**DIRECTION:**
Can you copy out, word for word, everything from the line containing "Target: dirt ground" down to the end of the records, leaving out any pictures?

**INPUT MATERIAL:**
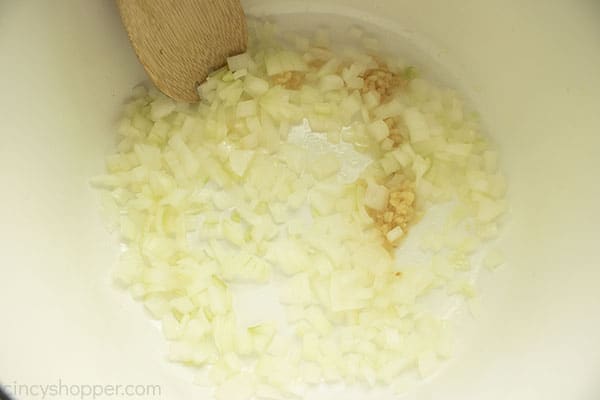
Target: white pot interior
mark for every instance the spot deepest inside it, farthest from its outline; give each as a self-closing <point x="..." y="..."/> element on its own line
<point x="529" y="68"/>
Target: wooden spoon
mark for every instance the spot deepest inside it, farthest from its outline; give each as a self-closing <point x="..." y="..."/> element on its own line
<point x="179" y="42"/>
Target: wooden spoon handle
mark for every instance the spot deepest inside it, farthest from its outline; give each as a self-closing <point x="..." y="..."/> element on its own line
<point x="179" y="42"/>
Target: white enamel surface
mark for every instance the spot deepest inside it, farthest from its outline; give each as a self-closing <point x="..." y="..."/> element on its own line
<point x="530" y="68"/>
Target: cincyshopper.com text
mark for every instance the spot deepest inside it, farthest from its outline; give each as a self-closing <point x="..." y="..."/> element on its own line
<point x="61" y="390"/>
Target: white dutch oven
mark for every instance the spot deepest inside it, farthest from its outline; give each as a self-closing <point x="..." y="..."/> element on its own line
<point x="532" y="69"/>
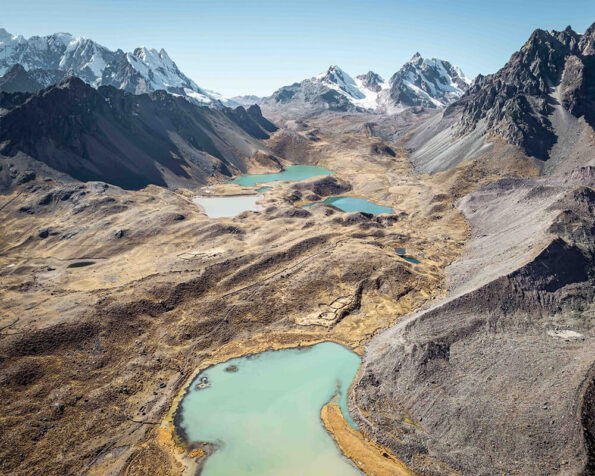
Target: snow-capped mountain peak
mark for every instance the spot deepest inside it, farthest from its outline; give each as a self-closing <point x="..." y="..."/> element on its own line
<point x="142" y="71"/>
<point x="426" y="82"/>
<point x="371" y="80"/>
<point x="337" y="79"/>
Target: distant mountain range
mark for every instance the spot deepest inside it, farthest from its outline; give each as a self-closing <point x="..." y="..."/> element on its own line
<point x="542" y="102"/>
<point x="429" y="83"/>
<point x="48" y="59"/>
<point x="110" y="135"/>
<point x="40" y="61"/>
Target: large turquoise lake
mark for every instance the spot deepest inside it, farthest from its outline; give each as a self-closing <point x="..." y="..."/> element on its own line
<point x="351" y="204"/>
<point x="263" y="412"/>
<point x="293" y="173"/>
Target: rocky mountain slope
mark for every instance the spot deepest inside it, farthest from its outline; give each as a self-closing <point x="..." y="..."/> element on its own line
<point x="429" y="83"/>
<point x="110" y="135"/>
<point x="500" y="376"/>
<point x="424" y="82"/>
<point x="540" y="102"/>
<point x="142" y="71"/>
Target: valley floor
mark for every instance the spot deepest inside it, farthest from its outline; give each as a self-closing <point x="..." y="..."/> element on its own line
<point x="95" y="358"/>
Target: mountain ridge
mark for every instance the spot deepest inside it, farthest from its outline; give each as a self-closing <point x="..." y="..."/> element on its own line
<point x="143" y="70"/>
<point x="110" y="135"/>
<point x="429" y="83"/>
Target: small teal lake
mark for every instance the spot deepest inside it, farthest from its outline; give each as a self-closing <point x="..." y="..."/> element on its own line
<point x="351" y="204"/>
<point x="293" y="173"/>
<point x="217" y="207"/>
<point x="263" y="412"/>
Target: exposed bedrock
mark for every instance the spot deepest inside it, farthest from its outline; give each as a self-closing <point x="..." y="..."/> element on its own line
<point x="498" y="378"/>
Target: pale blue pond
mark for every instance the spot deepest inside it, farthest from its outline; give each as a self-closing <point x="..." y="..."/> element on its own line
<point x="263" y="412"/>
<point x="216" y="207"/>
<point x="351" y="204"/>
<point x="293" y="173"/>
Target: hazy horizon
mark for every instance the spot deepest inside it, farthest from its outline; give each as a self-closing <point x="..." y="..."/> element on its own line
<point x="240" y="48"/>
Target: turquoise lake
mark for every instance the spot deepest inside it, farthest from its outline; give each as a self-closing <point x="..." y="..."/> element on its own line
<point x="216" y="207"/>
<point x="351" y="204"/>
<point x="263" y="412"/>
<point x="293" y="173"/>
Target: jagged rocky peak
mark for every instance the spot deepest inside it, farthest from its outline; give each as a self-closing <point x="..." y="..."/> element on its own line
<point x="142" y="71"/>
<point x="336" y="78"/>
<point x="427" y="82"/>
<point x="517" y="102"/>
<point x="18" y="80"/>
<point x="371" y="80"/>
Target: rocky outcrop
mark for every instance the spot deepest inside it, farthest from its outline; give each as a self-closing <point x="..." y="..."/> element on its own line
<point x="426" y="82"/>
<point x="17" y="79"/>
<point x="538" y="106"/>
<point x="516" y="102"/>
<point x="498" y="378"/>
<point x="371" y="81"/>
<point x="110" y="135"/>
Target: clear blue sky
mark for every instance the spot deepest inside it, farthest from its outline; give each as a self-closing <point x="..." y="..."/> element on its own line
<point x="255" y="46"/>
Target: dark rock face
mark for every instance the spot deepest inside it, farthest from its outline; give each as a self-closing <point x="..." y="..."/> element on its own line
<point x="499" y="378"/>
<point x="130" y="141"/>
<point x="251" y="121"/>
<point x="516" y="101"/>
<point x="17" y="79"/>
<point x="436" y="82"/>
<point x="315" y="94"/>
<point x="371" y="81"/>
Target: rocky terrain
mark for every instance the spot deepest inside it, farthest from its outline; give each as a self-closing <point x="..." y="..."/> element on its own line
<point x="423" y="83"/>
<point x="477" y="337"/>
<point x="131" y="141"/>
<point x="93" y="356"/>
<point x="498" y="377"/>
<point x="53" y="57"/>
<point x="538" y="104"/>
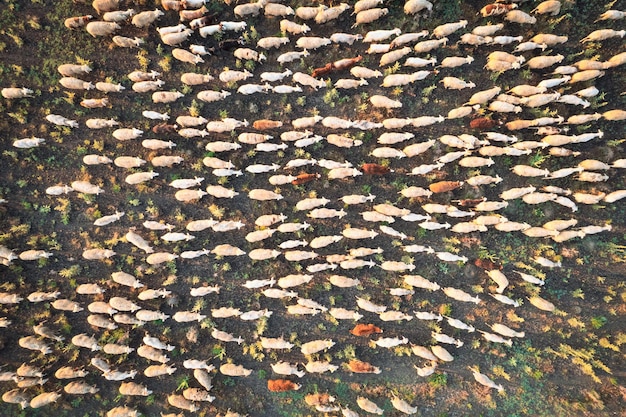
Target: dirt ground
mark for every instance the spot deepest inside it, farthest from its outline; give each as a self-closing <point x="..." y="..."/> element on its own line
<point x="569" y="362"/>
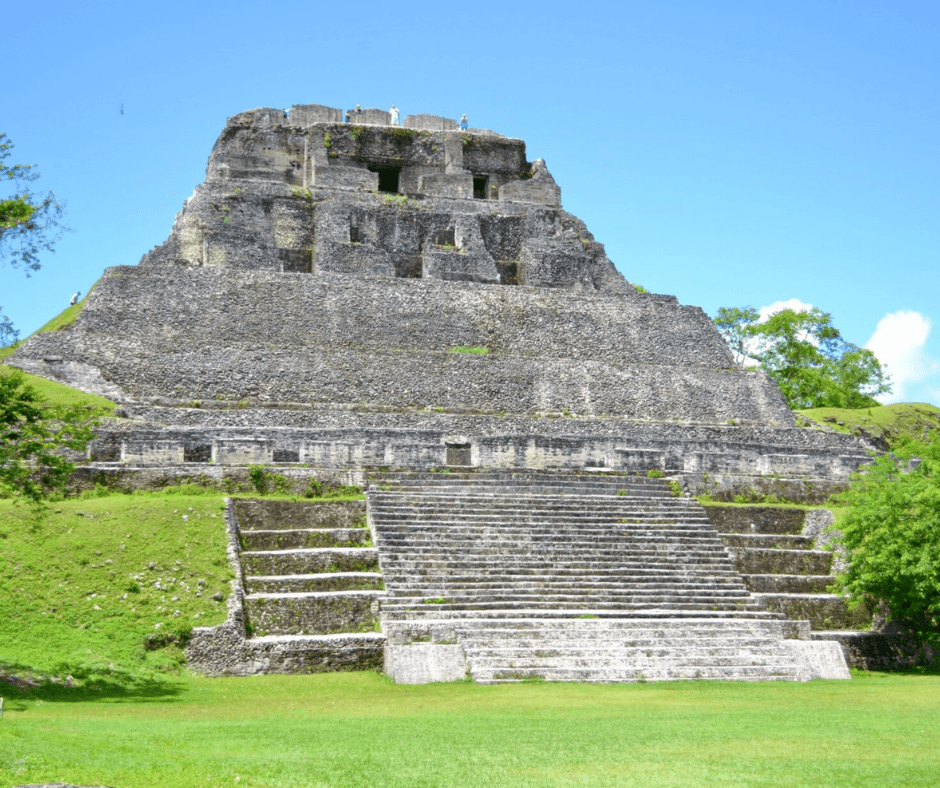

**CORRECT RESULT:**
Target: dirt ground
mark for every instance the spot deepest inside it, farthest from its outline; give each as a self-closing <point x="..." y="..."/> element on its own line
<point x="569" y="362"/>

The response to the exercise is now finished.